■ Quoted passage
··········

Many of these sentiments resonate with me as well. I'm 46 and have a gorgeous 4, nearly 5, year old boy. (my miracle baby as the doctors told me I would have very little chance of conceiving naturally due to high FSH and low AMH hormone levels). Most of my parenting friends from the NCT group are a decade younger than me and all have had their second now. In addition, his two best friends from school are now big brothers to new baby sisters and he keeps asking me when he's going to get a baby as well :-( Aside from my age and the fact that I'm in the process of separating from my EA husband, my periods have almost stopped so the chances of having no. 2 are zero. I love my DS to bits but I can't help wondering what life would be like with a second child. I don't think I can foster as I work full time but I have been thinking about adoption (when everything is finalised on the separation of course). However I don't know if I should just be grateful that I have my DS and concentrate on loving him.
All of these feelings really resonate with me. I'm 41 think it's too late now and feel like I sleepwalked into this by not making a decision
Thanks for sharing your feelings postage. Glad it's helped to write it down
I too feel a bit like I am letting a decision be made for me by not making one. I have been changing and unchanging my mind for 2 years at least. Ds is 5 I'm nearly 41.. think it's too late now but I do worry that I will not be able to stop thinking about what if .. when it's really too late
I can't imagine another baby now.. everything is so much easier as ds in school, our relationship is better, money, career etc and the reason we didn't want to before was because everything was so hard!
We haven't ttc because I am also petrified of miscarriages, disabilities or multiples
I wish I had a crystal ball so in 4 years time I could see whether I made the right decision or not
I forgot to say, thank to the OP with her brave honesty. Her and subsequent posters made me realise that I am not alone and enabled me to say things that I would never have had the courage to articulate.
Sorry. I was having a particularly bad day. But have calmed down now. Cathartic to get it off my chest. I hope all other posters are coming to terms with this.
I know that this is an old thread, but I recognise so many painful emotions in it.
I have one child (5) and yearn and grieve for a second. I am 42, nearly 43, and there is no way that we could conceive naturally. DD was from the result of fertility treatment. For years I have wanted a second child, but there was always some obstacle to going for ivf: cost, work, DH was happy with only one, moving, new job, etc. etc. etc.
Now, I feel that it is too late. I missed all that time when I should have just said "fuck it" and made it work. I kick myself mentally all the time, obsess about timing in the past.
But at the same time I am scared. Scared of miscarrying or having a stillbirth, not ever getting pregnant, spending all the money we have worked really hard to save for nothing, having a child with chromosomal abnormalities, the gossip of people about my age.
I despise myself for my lack of decisiveness years ago when I could have done something and my fears. I hate myself for not being happy with DD who is the most gorgeous little girl.
I can't cope with the idea that I may carrying on feeling like this for years. Every time I look at DD I just want another gorgeous child like her and then sad when I realise I can't and then guilty that I am smothering her with love.

··········

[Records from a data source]
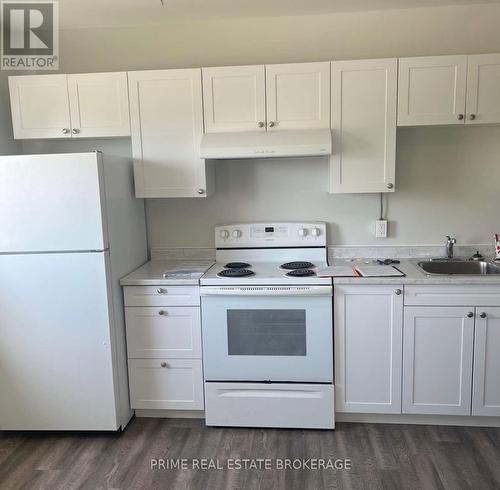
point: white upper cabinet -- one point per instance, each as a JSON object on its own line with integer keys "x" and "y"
{"x": 486, "y": 391}
{"x": 432, "y": 90}
{"x": 40, "y": 106}
{"x": 234, "y": 98}
{"x": 99, "y": 105}
{"x": 64, "y": 106}
{"x": 483, "y": 89}
{"x": 368, "y": 348}
{"x": 298, "y": 96}
{"x": 364, "y": 95}
{"x": 167, "y": 124}
{"x": 437, "y": 360}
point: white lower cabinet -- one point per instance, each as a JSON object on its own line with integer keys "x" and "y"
{"x": 163, "y": 332}
{"x": 173, "y": 384}
{"x": 486, "y": 380}
{"x": 368, "y": 348}
{"x": 437, "y": 360}
{"x": 163, "y": 326}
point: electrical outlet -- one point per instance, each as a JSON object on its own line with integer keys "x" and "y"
{"x": 381, "y": 228}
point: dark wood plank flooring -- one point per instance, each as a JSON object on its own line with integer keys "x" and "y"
{"x": 382, "y": 457}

··········

■ Problems to work on
A: Repeat everything in the thread from "I despise myself" down to "gorgeous little girl.".
B: Answer these questions from the thread:
(i) How old is the first poster's son?
(ii) According to the poster who writes "I have one child (5)", how did DD come about?
(iii) What does one poster wish for in order to see, in 4 years' time, whether the right decision was made?
C: List every obstacle to going for IVF that the thread names.
These records have no connection to the thread.

■ Solutions to each task
A:
I despise myself for my lack of decisiveness years ago when I could have done something and my fears. I hate myself for not being happy with DD who is the most gorgeous little girl.

B:
(i) 4, nearly 5
(ii) Through fertility treatment
(iii) A crystal ball

C: Cost; work; DH was happy with only one; moving; new job